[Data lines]
════════════════

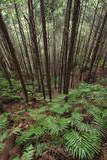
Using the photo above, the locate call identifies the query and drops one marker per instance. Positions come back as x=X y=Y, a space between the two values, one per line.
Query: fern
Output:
x=40 y=148
x=28 y=153
x=82 y=145
x=16 y=158
x=27 y=135
x=4 y=120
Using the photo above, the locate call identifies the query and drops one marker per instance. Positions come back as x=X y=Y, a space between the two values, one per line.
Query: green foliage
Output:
x=16 y=158
x=64 y=124
x=31 y=132
x=40 y=148
x=28 y=153
x=4 y=121
x=82 y=145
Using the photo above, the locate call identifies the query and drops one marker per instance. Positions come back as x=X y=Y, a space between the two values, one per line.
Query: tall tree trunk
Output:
x=72 y=44
x=35 y=49
x=64 y=45
x=23 y=40
x=96 y=48
x=45 y=48
x=13 y=54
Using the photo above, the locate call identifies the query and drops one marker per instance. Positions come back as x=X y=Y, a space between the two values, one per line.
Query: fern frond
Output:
x=82 y=145
x=27 y=135
x=40 y=148
x=4 y=120
x=28 y=153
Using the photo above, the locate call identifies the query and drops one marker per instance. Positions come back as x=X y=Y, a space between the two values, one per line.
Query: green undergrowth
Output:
x=78 y=125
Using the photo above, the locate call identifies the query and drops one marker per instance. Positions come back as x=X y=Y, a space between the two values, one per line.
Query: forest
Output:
x=53 y=80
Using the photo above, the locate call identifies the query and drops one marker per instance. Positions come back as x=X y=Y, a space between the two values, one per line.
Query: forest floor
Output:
x=71 y=129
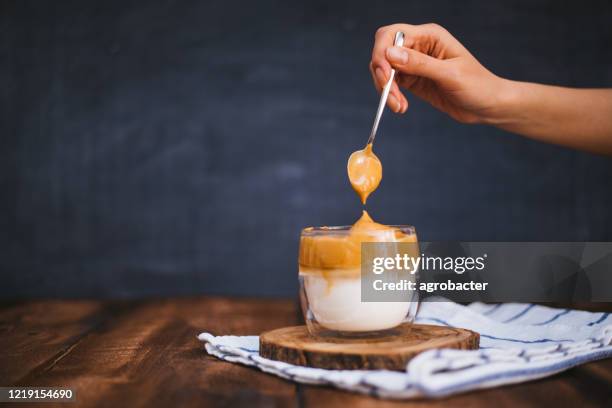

════════════════

> _WHAT IS BEING ASKED_: Count the lines in the listing that contain the word "green". Reply with that number only.

> _OUTPUT FOR THIS EXERCISE_: 2